— start of Rows —

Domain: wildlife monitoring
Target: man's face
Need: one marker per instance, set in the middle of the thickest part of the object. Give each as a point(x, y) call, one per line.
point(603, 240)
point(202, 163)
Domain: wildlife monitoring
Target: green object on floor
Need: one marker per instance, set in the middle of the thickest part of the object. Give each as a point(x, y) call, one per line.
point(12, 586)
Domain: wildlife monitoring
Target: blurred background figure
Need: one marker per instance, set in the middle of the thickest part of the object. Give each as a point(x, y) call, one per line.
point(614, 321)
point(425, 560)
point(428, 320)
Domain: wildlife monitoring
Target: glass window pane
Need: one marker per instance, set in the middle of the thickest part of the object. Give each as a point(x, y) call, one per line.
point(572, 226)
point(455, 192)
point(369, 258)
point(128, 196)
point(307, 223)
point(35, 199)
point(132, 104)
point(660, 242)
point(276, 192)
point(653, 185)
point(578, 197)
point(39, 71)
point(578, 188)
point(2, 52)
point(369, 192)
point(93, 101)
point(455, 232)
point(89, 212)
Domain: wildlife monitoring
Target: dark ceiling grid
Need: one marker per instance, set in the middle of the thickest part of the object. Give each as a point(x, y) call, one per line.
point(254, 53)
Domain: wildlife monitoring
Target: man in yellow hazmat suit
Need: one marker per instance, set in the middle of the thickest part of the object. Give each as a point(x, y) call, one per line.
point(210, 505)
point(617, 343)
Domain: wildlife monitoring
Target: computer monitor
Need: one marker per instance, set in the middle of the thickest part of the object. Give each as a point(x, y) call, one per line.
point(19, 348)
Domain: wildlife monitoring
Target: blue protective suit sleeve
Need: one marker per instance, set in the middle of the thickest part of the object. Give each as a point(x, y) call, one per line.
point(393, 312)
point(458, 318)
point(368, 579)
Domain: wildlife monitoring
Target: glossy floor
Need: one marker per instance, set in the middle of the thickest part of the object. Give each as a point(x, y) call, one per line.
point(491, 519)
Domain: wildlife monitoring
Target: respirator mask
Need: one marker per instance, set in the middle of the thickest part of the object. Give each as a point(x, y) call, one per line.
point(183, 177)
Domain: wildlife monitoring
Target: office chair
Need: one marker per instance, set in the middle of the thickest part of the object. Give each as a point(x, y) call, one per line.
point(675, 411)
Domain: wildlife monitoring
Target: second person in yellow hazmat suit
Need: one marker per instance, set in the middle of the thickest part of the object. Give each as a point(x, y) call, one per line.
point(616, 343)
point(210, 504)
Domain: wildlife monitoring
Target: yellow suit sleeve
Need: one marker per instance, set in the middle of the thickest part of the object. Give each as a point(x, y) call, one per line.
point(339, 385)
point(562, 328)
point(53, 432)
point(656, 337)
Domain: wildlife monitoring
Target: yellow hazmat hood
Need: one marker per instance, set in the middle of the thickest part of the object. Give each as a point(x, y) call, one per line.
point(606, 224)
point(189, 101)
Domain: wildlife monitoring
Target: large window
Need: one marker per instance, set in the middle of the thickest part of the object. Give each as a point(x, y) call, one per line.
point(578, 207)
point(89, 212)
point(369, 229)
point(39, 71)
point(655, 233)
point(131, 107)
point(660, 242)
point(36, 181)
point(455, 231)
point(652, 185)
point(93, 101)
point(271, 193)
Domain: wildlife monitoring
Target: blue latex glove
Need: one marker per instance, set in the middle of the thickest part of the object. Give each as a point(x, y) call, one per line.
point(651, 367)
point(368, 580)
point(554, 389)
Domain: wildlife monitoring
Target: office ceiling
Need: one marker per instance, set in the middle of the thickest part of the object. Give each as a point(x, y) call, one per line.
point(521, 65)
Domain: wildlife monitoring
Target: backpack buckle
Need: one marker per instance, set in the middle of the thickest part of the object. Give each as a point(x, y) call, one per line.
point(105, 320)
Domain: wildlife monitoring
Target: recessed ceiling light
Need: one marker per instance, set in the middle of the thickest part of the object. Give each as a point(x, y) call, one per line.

— end of Rows —

- **Written request**
Please transcribe all of the records above, keeping every line unchanged.

- **Response to this task**
Domain: wildlife monitoring
Target: man's face
Need: one marker per instance, set in the middle of the thickest part of the object. Give each as a point(x, y) call, one per line.
point(603, 240)
point(202, 163)
Domain: wildlife monitoring
Target: green object on floor
Need: one marker per instance, set in the middle of the thickest part of the object. Give each as a point(x, y) call, one per line.
point(12, 586)
Domain: wildlife monitoring
Target: blurred background figure
Need: one marker per instance, set in the middle of the thickest part of the object. Give each as a point(x, y) call, one per line.
point(614, 321)
point(425, 560)
point(428, 320)
Domain: wildlife monitoring
Target: glass window pane
Need: one marker per instance, set in the middle of the thickest part of the object. Give each as a point(x, y) call, one per line.
point(572, 226)
point(455, 192)
point(369, 258)
point(128, 196)
point(307, 223)
point(35, 199)
point(132, 104)
point(660, 242)
point(276, 192)
point(653, 185)
point(578, 197)
point(39, 71)
point(578, 188)
point(2, 52)
point(369, 192)
point(93, 101)
point(455, 232)
point(89, 212)
Domain: wildlife monitoring
Target: dark ceiling grid
Need: one marker per instance, set in the middle of the thickest part of the object. Give each as a point(x, y) call, one per line.
point(254, 53)
Domain: wildlife monitoring
Target: man in yellow hazmat suit
Need: one marker per instance, set in the middle of the thickest part of the object. Give each as a point(x, y) call, one per line.
point(210, 505)
point(617, 343)
Domain: wildlife monitoring
Target: computer monitor
Need: one marker per instance, set in the middle of the thickest part of the object. Give each as a point(x, y) call, one per line.
point(19, 348)
Domain: wildlife monitoring
Target: blue protective suit sleeve
Need: one marker per instance, set in the middle of the thickest part of the object. Give each as a point(x, y) call, one per line.
point(393, 312)
point(458, 318)
point(368, 579)
Domain: wildlife monitoring
Target: glossy floor
Need: one marker per instance, set in the middle of the thickest part of the object. Give each as a point(x, y) call, one per line.
point(491, 519)
Domain: wildlife monitoring
Target: respirator mask
Need: one marker per instance, set in the middle of the thickest part of the object. Give each as a point(x, y) call, one per line.
point(183, 177)
Domain: wildlife monitoring
Target: office chair
Need: one marker per instance, set in the middle of the thickest part of the object. Give each as a point(x, y) call, one per line.
point(675, 411)
Domain: wildlife monitoring
Target: second person in yellow hazmat suit
Need: one marker per instance, set in the middle of the thickest part of the object. Give each as a point(x, y) call, one per line.
point(616, 343)
point(210, 504)
Domain: wildlife monitoring
Target: yellow suit sleeve
Need: one marker per instance, set in the middle of the thickest part of the object. Give each as a point(x, y) call, one per line.
point(339, 385)
point(562, 328)
point(53, 432)
point(656, 337)
Domain: wildlife monitoring
Target: yellow hazmat hood
Need: one marker per instance, set in the middle of the thickest part of the object. Give each as a point(x, y) call, one per line.
point(606, 224)
point(189, 101)
Domain: wildlife monitoring
Target: large window
Need: one marker per instance, set in the middle of the thickest part of the object. Give each as a point(x, y) call, one per line.
point(578, 207)
point(89, 212)
point(369, 229)
point(39, 71)
point(655, 233)
point(131, 107)
point(660, 242)
point(36, 181)
point(455, 231)
point(652, 185)
point(93, 101)
point(271, 193)
Domain: wildlife monitoring
Target: blue latex glove
Need: one marker per instance, set in the middle of the thickest part of the object. Give each as a point(x, y) call, one per line.
point(651, 367)
point(368, 580)
point(554, 389)
Domain: wildlife monitoring
Target: office ceiling
Need: one marker per instance, set in the middle of the thickest part of the object. Give each as a point(x, y) call, one per line.
point(521, 65)
Domain: wildlife monitoring
Target: backpack buckle
Need: one marker per instance, set in the middle of the thickest part of the object. Give each as a point(x, y) call, one per line.
point(105, 320)
Domain: wildlife monitoring
Target: recessed ceiling light
Need: one marker per instance, set in the middle of the thickest part of the object. Give each as a point(x, y) call, one per line.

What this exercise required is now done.